§ **Work to be completed**: Collect every line of the following records that contains the string "using", and copy each one out in full.

== Task material ==

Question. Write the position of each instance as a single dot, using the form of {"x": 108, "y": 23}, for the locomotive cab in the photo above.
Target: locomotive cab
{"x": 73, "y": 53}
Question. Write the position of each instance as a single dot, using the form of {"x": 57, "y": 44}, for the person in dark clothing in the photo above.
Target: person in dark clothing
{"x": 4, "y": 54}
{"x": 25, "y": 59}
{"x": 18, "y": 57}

===
== Task material ==

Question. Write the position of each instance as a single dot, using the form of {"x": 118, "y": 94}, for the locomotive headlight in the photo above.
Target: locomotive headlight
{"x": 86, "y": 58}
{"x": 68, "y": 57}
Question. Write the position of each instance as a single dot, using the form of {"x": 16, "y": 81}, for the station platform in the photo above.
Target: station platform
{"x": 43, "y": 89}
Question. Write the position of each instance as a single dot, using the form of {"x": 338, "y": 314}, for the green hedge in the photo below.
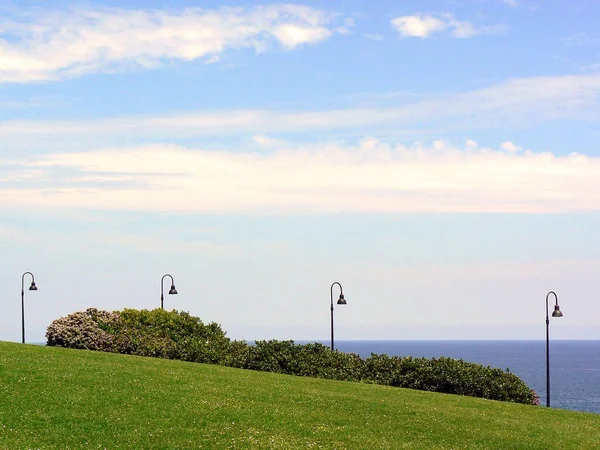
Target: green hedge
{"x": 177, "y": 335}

===
== Task material ==

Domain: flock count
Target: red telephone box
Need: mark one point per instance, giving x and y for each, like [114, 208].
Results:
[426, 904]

===

§ **Output for this exercise**:
Question. Write the position of each instance as a single dot, using the form of {"x": 108, "y": 23}, for the locomotive cab in the photo above.
Question. Write the position of each instance as a single dot, using the form of {"x": 57, "y": 44}, for the person in dark clothing in the photo above.
Question. Write the position of each instance as a single dot, using the form of {"x": 118, "y": 94}, for the locomotive headlight in the photo above.
Question. Write the position of each instance as a single dot, using the form of {"x": 16, "y": 81}, for the station platform in the photo above.
Question. Write the position of each instance as a single dot, using the form of {"x": 338, "y": 314}, for the green hedge in the photo below.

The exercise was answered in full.